AUFGABENSTELLUNG 1:
Suche aus den Einträgen jede Zeile heraus, in der das Wort „window“ vorkommt, und gib diese Zeilen kopiert wieder. Dabei zählt die Groß- und Kleinschreibung.

Architekturschule entwerfen: Jonas Tratzs Perspektive auf Planung und Lehre

Die Bauaufgabe schlechthin? 2024 gewann FAKT mit Gustav Düsing den Wettbewerb für die neue Architekturschule in Siegen – ein Projekt, das in der Aufgabenstellung und im Vergabeverfahren neue Möglichkeiten aufzeigte. Wir führten mit Jonas Tratz, Partner im Architekturbüro FAKT, ein differenziertes Gespräch über Architekturschulen aus planerischer und lehrender Perspektive.

Ihr habt Lehrerfahrung an deutschen Hochschulen, aber auch international. Wie geht ihr an die Lehre heran, und was interessiert euch besonders?

GESPEICHERTE DATEN:
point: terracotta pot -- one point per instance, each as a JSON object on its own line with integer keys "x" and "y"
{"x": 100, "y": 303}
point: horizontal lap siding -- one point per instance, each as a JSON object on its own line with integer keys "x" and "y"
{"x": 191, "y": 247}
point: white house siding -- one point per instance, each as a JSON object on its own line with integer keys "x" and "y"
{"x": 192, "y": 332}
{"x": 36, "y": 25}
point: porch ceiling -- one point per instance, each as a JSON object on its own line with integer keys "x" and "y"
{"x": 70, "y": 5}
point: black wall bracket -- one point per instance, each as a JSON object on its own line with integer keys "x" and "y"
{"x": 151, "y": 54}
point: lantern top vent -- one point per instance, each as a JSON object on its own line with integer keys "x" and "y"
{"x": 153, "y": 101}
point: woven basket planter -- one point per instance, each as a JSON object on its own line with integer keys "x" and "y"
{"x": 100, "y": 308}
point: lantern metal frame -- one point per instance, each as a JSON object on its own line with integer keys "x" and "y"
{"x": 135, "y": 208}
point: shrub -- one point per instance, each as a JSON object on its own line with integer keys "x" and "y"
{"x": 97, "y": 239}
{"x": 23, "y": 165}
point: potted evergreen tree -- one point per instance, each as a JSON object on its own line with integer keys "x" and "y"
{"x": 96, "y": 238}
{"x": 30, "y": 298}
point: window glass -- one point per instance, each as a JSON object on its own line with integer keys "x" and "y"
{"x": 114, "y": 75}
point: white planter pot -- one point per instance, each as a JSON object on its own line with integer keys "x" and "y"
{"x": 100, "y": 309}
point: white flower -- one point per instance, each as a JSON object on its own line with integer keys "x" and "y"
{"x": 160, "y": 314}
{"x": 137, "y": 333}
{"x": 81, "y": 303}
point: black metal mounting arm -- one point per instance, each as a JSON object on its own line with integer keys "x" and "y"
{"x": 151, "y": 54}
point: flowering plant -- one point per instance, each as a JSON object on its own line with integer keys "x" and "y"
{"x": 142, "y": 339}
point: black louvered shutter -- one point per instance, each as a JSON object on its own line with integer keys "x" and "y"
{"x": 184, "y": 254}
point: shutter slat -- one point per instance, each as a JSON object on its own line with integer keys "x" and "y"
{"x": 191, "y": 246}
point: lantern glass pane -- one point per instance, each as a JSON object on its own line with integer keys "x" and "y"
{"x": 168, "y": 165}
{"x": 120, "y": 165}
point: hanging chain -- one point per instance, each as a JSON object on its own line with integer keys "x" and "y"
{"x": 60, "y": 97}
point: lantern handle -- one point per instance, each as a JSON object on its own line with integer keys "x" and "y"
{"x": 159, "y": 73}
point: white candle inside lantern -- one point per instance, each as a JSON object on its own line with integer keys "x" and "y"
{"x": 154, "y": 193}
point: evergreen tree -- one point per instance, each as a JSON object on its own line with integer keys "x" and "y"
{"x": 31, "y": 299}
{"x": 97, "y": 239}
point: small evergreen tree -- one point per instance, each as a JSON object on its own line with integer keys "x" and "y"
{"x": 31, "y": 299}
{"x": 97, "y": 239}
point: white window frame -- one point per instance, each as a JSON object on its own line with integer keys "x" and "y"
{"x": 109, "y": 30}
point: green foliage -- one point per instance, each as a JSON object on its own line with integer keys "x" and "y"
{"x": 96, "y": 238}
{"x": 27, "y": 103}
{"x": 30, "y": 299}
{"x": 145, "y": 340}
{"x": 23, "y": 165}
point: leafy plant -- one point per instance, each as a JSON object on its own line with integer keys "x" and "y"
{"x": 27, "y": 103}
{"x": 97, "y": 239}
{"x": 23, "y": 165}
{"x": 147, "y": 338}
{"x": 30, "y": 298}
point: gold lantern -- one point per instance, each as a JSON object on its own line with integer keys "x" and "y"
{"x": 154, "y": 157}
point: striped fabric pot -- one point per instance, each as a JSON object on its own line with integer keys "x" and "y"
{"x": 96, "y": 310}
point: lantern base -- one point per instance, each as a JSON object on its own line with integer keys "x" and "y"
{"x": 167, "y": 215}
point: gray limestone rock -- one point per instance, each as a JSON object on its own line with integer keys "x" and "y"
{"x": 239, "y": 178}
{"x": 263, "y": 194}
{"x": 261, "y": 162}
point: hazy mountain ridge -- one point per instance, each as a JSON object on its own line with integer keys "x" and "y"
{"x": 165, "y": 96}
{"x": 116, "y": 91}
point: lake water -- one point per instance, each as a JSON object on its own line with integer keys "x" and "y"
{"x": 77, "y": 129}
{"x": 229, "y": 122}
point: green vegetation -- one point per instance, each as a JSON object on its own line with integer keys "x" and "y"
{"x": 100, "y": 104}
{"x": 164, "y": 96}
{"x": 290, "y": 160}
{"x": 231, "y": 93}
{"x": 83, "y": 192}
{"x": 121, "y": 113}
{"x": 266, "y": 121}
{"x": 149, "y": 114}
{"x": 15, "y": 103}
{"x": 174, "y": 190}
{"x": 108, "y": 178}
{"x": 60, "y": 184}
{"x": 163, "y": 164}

AUFGABENSTELLUNG 2:
Schreibe den Auszug über die Architekturschule vollständig und unverändert ab.

LÖSUNG 1:
point: window glass -- one point per instance, each as a JSON object on its own line with integer keys "x" and "y"
point: white window frame -- one point per instance, each as a JSON object on its own line with integer keys "x" and "y"

LÖSUNG 2:
Architekturschule entwerfen: Jonas Tratzs Perspektive auf Planung und Lehre

Die Bauaufgabe schlechthin? 2024 gewann FAKT mit Gustav Düsing den Wettbewerb für die neue Architekturschule in Siegen – ein Projekt, das in der Aufgabenstellung und im Vergabeverfahren neue Möglichkeiten aufzeigte. Wir führten mit Jonas Tratz, Partner im Architekturbüro FAKT, ein differenziertes Gespräch über Architekturschulen aus planerischer und lehrender Perspektive.

Ihr habt Lehrerfahrung an deutschen Hochschulen, aber auch international. Wie geht ihr an die Lehre heran, und was interessiert euch besonders?